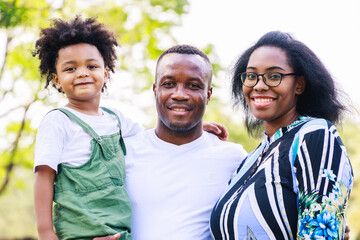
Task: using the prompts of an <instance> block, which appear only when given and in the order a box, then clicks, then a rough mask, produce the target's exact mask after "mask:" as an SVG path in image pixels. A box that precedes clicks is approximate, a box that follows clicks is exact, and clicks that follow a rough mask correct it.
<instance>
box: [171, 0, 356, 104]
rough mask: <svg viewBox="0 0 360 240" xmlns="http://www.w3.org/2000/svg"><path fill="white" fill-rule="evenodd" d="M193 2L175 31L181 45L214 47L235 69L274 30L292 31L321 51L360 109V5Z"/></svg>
mask: <svg viewBox="0 0 360 240" xmlns="http://www.w3.org/2000/svg"><path fill="white" fill-rule="evenodd" d="M189 2H190V7H189V12H188V14H187V15H185V16H184V17H183V21H182V25H181V26H180V27H177V28H176V29H175V31H174V32H173V33H174V35H175V36H176V39H178V41H179V43H186V44H192V45H195V46H197V47H199V48H202V47H204V46H205V45H206V44H213V45H214V47H215V49H214V50H215V52H216V53H217V55H218V57H219V60H220V62H221V63H222V65H223V66H225V67H226V68H227V69H230V68H231V67H232V65H233V64H234V62H235V60H236V58H237V57H238V56H239V55H240V54H241V53H242V52H243V51H244V50H246V49H247V48H248V47H250V46H251V45H252V44H253V43H254V42H256V41H257V40H258V39H259V38H260V37H261V36H262V35H263V34H265V33H267V32H269V31H273V30H280V31H284V32H289V33H291V34H293V36H294V37H295V38H296V39H298V40H300V41H302V42H303V43H305V44H306V45H307V46H308V47H309V48H311V49H312V50H313V51H314V52H315V54H316V55H317V56H318V57H319V58H320V59H321V60H322V62H323V63H324V65H325V66H326V67H327V69H328V70H329V71H330V73H331V74H332V76H333V77H334V78H335V80H336V81H337V82H338V83H339V84H340V86H341V87H342V88H343V90H344V91H345V92H346V93H347V94H348V95H349V96H350V98H351V100H352V102H353V104H354V105H355V106H357V108H358V109H359V106H360V93H359V89H360V73H359V72H358V71H359V69H360V65H359V64H360V61H359V56H360V45H359V43H360V1H358V0H345V1H334V0H302V1H293V0H271V1H269V0H251V1H249V0H221V1H219V0H217V1H215V0H190V1H189ZM228 72H229V71H228ZM229 76H230V75H229V74H228V77H227V78H229ZM225 81H228V82H229V79H225Z"/></svg>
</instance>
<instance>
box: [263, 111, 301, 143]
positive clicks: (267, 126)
mask: <svg viewBox="0 0 360 240" xmlns="http://www.w3.org/2000/svg"><path fill="white" fill-rule="evenodd" d="M299 116H300V114H299V113H297V112H294V113H291V112H289V114H287V116H283V117H282V118H278V119H275V120H272V121H264V129H265V134H266V135H267V136H268V138H271V137H272V136H273V135H274V134H275V133H276V132H277V131H278V130H279V129H280V128H282V127H286V126H288V125H290V124H291V123H293V122H294V121H296V120H297V119H298V118H299Z"/></svg>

■ Assignment ■
Each line in the data where the string "instance" occurs should be identified and copied.

■ Solution ■
Task: using the prompts of an <instance> block, which appear only when given and in the order a box, then clicks, then a rough mask, produce the target's exact mask after "mask:" as an SVG path in image pixels. A box that precedes clicks is approximate, a box that follows clicks is exact, and clicks that follow a rough mask correct it.
<instance>
</instance>
<instance>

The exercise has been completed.